Text passage →

====================

Senate debates

Wednesday, 21 November 2012

Bills

Higher Education Support Amendment (Streamlining and Other Measures) Bill 2012; Second Reading

11:18 am

Photo of Christopher BackChristopher Back (WA, Liberal Party) Share this | Hansard source

I am pleased to rise to contribute to the debate on the Higher Education Support Amendment (Streamlining and Other Measures) Bill 2012. The bill aims to strengthen and streamline the administration of the Australian government's higher education loan program schemes, FEE-HELP and VET FEE-HELP.

I draw attention to the fact that it was under the Howard government in 2007 that VET FEE-HELP was first announced and then FEE-HELP was extended to the vocational education and training sector. The coalition strongly supports, as do all of us in this chamber, any move at all which encourages students to take up higher education skills qualifications. If that reduces their financial barriers then that is to be applauded, and I will speak in some more detail about that.

There are a number of objectives. Firstly, the bill will amend the Higher Education Support Act to achieve the following: strengthen the quality of the loans program schemes themselves, which in itself is laudable; improve information sharing and transparency with national education regulators; improve arrangements for early identification of low-quality providers—hopefully, then to either improve the standard of service of those providers or cause them to exit the market; and, finally, position the government to better manage two areas: the risk to students and public moneys. All of us in this chamber and all those who are listening would always applaud the opportunity—even the obligation of government—to better manage public moneys.

The overview of the bill can be briefly described. Schedule 1 aims to increase the take-up of VET FEE-HELP by quality registered organisations and thus by students. This is an area for enormous and tremendous improvement which I hope to come back to. It will allow the minister to specify different approval requirements for those organisations, particularly those that present a low risk to the government and, by inference, a low risk to students and their families who may be supporting them.

Schedule 2 ensures revocations of approvals are undertaken in a more timely manner and that of itself must be beneficial to everybody in the industry. Schedule 3, a streamlining measure, will act to reduce complexity and duplication through consolidating and streamlining four sets of VET legislative guidelines into a single set, and we would support that. Schedule 4 adjusts the specific date requirements for census dates to the guidelines, so each of those then is a matter of importance.

Coming back to participation, there are some 5,000 registered training organisations in Australia and they would then be divided into the public sector, principally TAFEs in eastern Australia, and the private sector.

====================

Point labeling examples

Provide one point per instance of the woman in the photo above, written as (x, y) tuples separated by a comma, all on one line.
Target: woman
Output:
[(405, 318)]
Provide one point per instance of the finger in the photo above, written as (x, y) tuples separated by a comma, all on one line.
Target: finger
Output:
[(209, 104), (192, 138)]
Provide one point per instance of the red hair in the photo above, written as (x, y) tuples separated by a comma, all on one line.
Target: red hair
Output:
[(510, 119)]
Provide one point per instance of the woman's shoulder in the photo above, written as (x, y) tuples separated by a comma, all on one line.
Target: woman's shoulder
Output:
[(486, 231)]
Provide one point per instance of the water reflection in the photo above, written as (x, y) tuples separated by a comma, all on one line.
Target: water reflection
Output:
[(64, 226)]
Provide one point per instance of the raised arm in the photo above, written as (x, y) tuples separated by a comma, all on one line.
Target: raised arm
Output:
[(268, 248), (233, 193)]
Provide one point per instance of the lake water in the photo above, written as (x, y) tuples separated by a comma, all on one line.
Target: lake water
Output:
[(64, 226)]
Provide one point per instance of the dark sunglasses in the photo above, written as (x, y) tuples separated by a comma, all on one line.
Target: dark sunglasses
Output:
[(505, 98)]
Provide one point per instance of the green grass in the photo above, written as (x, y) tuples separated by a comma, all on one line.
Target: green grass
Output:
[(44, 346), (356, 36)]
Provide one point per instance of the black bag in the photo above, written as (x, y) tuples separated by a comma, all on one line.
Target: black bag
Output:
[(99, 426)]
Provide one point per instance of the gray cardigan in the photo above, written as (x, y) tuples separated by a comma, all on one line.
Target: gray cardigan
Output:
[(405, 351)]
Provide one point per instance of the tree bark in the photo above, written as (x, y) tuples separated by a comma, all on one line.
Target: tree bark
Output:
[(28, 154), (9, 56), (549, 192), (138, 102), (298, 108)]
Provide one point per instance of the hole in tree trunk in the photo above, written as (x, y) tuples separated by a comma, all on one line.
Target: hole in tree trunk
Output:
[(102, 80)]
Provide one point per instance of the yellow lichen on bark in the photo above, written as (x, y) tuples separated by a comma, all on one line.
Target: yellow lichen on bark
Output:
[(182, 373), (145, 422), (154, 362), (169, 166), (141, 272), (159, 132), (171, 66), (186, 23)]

====================

Stated exercise → From the Senate debate passage, list every schedule of the bill it describes, each with a brief note of what that schedule does. The lines have no connection to the Senate debate passage.

Response for this exercise →
- Schedule 1 aims to increase the take-up of VET FEE-HELP by quality registered organisations, and thus by students. It lets the minister specify different approval requirements for those organisations.
- Schedule 2 ensures that revocations of approvals are undertaken in a more timely manner.
- Schedule 3 consolidates and streamlines four sets of VET legislative guidelines into a single set, reducing complexity and duplication.
- Schedule 4 adjusts the specific date requirements for census dates to the guidelines.